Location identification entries

+-------+

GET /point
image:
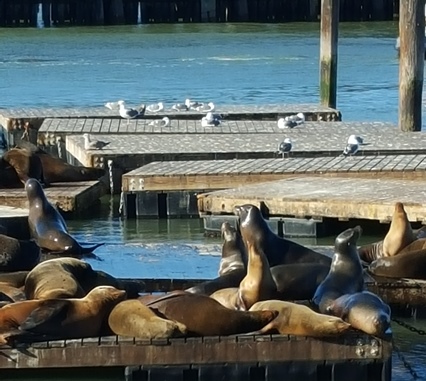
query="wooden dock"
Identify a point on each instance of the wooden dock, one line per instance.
(75, 197)
(320, 197)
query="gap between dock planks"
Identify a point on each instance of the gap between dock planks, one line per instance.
(222, 174)
(344, 198)
(69, 197)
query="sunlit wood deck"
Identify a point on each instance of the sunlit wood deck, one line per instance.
(74, 197)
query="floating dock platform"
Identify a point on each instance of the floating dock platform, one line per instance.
(74, 197)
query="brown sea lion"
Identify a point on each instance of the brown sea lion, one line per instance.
(258, 284)
(56, 319)
(233, 250)
(18, 255)
(400, 233)
(364, 311)
(296, 319)
(26, 164)
(56, 170)
(346, 273)
(278, 250)
(71, 278)
(408, 265)
(204, 316)
(48, 227)
(132, 318)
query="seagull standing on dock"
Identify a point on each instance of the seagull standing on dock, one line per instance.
(93, 144)
(160, 122)
(285, 147)
(130, 113)
(156, 107)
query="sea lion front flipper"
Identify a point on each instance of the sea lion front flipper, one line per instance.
(49, 312)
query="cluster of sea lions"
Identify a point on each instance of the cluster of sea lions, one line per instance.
(260, 277)
(26, 161)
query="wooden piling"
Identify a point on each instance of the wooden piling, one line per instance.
(328, 52)
(411, 63)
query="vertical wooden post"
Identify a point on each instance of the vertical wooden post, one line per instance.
(411, 63)
(328, 52)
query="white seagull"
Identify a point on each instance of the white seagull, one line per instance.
(160, 122)
(285, 147)
(93, 144)
(211, 120)
(156, 107)
(130, 113)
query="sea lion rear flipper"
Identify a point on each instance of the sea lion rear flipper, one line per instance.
(50, 311)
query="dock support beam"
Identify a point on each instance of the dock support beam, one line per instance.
(328, 52)
(411, 63)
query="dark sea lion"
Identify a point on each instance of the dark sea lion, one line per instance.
(71, 278)
(56, 319)
(26, 164)
(48, 227)
(258, 284)
(56, 170)
(346, 273)
(278, 250)
(17, 255)
(233, 251)
(400, 233)
(298, 281)
(296, 319)
(204, 316)
(132, 318)
(364, 311)
(408, 265)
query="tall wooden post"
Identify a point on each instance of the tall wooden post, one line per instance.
(328, 52)
(411, 63)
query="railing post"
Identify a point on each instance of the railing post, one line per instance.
(411, 63)
(328, 52)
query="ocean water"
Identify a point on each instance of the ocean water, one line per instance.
(223, 63)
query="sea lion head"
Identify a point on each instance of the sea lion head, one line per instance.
(348, 237)
(34, 191)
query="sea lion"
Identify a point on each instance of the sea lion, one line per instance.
(364, 311)
(71, 278)
(204, 316)
(56, 319)
(346, 273)
(56, 170)
(132, 318)
(296, 319)
(26, 164)
(278, 250)
(233, 250)
(400, 233)
(48, 227)
(408, 265)
(258, 284)
(18, 255)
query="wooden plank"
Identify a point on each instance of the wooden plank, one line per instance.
(321, 196)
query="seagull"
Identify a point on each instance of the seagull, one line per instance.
(93, 144)
(299, 118)
(283, 123)
(130, 113)
(211, 120)
(156, 107)
(355, 139)
(180, 107)
(204, 108)
(160, 122)
(285, 147)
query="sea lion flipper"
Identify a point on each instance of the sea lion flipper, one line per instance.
(47, 313)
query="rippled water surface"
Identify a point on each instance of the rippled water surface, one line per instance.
(224, 63)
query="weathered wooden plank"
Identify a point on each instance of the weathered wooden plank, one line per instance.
(321, 196)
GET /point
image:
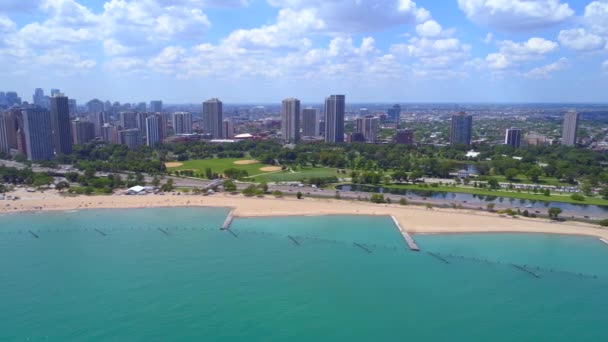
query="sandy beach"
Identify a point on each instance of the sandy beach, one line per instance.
(413, 219)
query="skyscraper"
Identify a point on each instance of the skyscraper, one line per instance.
(60, 121)
(227, 129)
(131, 138)
(182, 123)
(309, 122)
(95, 106)
(128, 120)
(334, 118)
(83, 132)
(38, 98)
(570, 128)
(290, 120)
(109, 134)
(404, 136)
(394, 113)
(38, 133)
(513, 137)
(153, 130)
(461, 130)
(141, 121)
(4, 146)
(213, 117)
(156, 106)
(368, 127)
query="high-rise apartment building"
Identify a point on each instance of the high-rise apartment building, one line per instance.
(310, 127)
(153, 130)
(513, 137)
(38, 99)
(404, 136)
(38, 133)
(368, 127)
(95, 106)
(128, 120)
(141, 121)
(227, 129)
(213, 116)
(570, 128)
(156, 106)
(83, 132)
(131, 138)
(461, 129)
(290, 120)
(62, 127)
(334, 118)
(394, 113)
(4, 146)
(182, 123)
(109, 134)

+-------+

### Directions for this task
Transcribe all entries above exactly. Drop the pictures.

### Expected output
GET /point
image:
query="wooden dock"
Identify a point on each instance of the wooden dock, one line per instance.
(75, 197)
(320, 197)
query="gap between dock planks"
Identify a point on each instance of the gap between dock planks, one line per instance.
(222, 174)
(344, 198)
(69, 197)
query="sunlit wood deck"
Identify a point on each instance of the sunlit wood deck, one line per instance.
(74, 197)
query="floating dock platform"
Identify a point on each instance of the floating dock platform, one line per instance.
(74, 197)
query="brown sea lion"
Identify a point on each instance of the brown sea lion, one line per instance.
(258, 284)
(56, 319)
(233, 250)
(18, 255)
(400, 233)
(364, 311)
(296, 319)
(26, 164)
(56, 170)
(346, 273)
(278, 250)
(71, 278)
(408, 265)
(204, 316)
(48, 227)
(132, 318)
query="seagull standing on dock"
Identify a point on each instance of the seagull standing on dock, one line per instance.
(93, 144)
(160, 122)
(285, 147)
(130, 113)
(156, 107)
query="sea lion front flipper"
Identify a point on each instance of the sea lion front flipper, one line per instance.
(49, 312)
query="cluster of sea lions"
Identify a point on each instance of the cluster of sea lions, one line per instance.
(260, 277)
(26, 161)
query="wooden piling"
Identify a point on each instance of the wooden piling, one line per instance.
(328, 52)
(411, 63)
query="vertical wooden post"
Identify a point on each instance of the vertical wooden post, one line per instance.
(411, 63)
(328, 52)
query="white seagull"
Identify a point on each instance of the white seagull, one line per instance.
(160, 122)
(285, 147)
(93, 144)
(211, 120)
(156, 107)
(130, 113)
query="sea lion rear flipper"
Identify a point on each instance of the sea lion rear flipper, one line per instance.
(50, 311)
query="dock support beam"
Identify a point on each instance of the dock support beam, one line per instance.
(328, 52)
(411, 63)
query="dark sea lion"
Identify a point on each instance of the dark sea lion, one line per instance.
(71, 278)
(56, 319)
(26, 164)
(48, 227)
(258, 284)
(56, 170)
(346, 273)
(278, 250)
(17, 255)
(233, 251)
(400, 233)
(298, 281)
(296, 319)
(204, 316)
(132, 318)
(364, 311)
(408, 265)
query="tall wooden post"
Identify a point on each instance of the tall wooden post, one line per instance.
(328, 52)
(411, 63)
query="railing post"
Identify a point on each instance of the railing post, one line per instance.
(411, 63)
(328, 52)
query="ocean water"
Identify a point on each instance of the ocean water, one line per instance.
(223, 63)
query="sea lion head"
Identify a point on each instance of the sea lion head, one line per instance.
(348, 237)
(34, 191)
query="sea lion"
Identify a point on each instance of the sea lion, one line per instance.
(364, 311)
(71, 278)
(204, 316)
(56, 319)
(346, 273)
(56, 170)
(132, 318)
(296, 319)
(26, 164)
(278, 250)
(233, 250)
(400, 233)
(48, 227)
(408, 265)
(258, 284)
(18, 255)
query="wooden plank"
Identify a point on each instance of the wooden plank, one line per instance.
(321, 196)
query="seagull"
Identify a point on each instance of the seagull, one line per instance.
(93, 144)
(299, 118)
(283, 123)
(130, 113)
(211, 120)
(156, 107)
(355, 139)
(180, 107)
(204, 108)
(160, 122)
(285, 147)
query="sea lion flipper"
Identify a point on each instance of the sea lion flipper, one line per instance.
(47, 313)
query="rippled water surface"
Identify a point on each instance of the rippled water surface, one line per instance.
(224, 63)
query="weathered wooden plank"
Identify a point on each instance of the weathered wooden plank, one line per instance.
(321, 196)
GET /point
image:
query="sandy beach"
Identify a point on each instance of the sandy beach, one line per instance.
(413, 219)
query="skyscraper"
Identify a point on each instance of the skyscraper, one line per instance.
(60, 121)
(227, 129)
(131, 138)
(182, 123)
(309, 122)
(95, 106)
(128, 120)
(334, 118)
(83, 132)
(38, 98)
(570, 128)
(290, 120)
(109, 134)
(404, 136)
(394, 113)
(38, 133)
(513, 137)
(153, 130)
(461, 130)
(141, 121)
(4, 146)
(213, 117)
(156, 106)
(368, 127)
query="high-rise apartment building"
Identify a point on each instance of the high-rise apartment building, one line per instance.
(310, 127)
(153, 130)
(513, 137)
(38, 99)
(404, 136)
(38, 133)
(368, 127)
(95, 106)
(128, 120)
(141, 121)
(227, 129)
(213, 116)
(570, 128)
(156, 106)
(83, 132)
(131, 138)
(461, 129)
(290, 120)
(62, 127)
(334, 118)
(394, 113)
(4, 146)
(182, 123)
(109, 134)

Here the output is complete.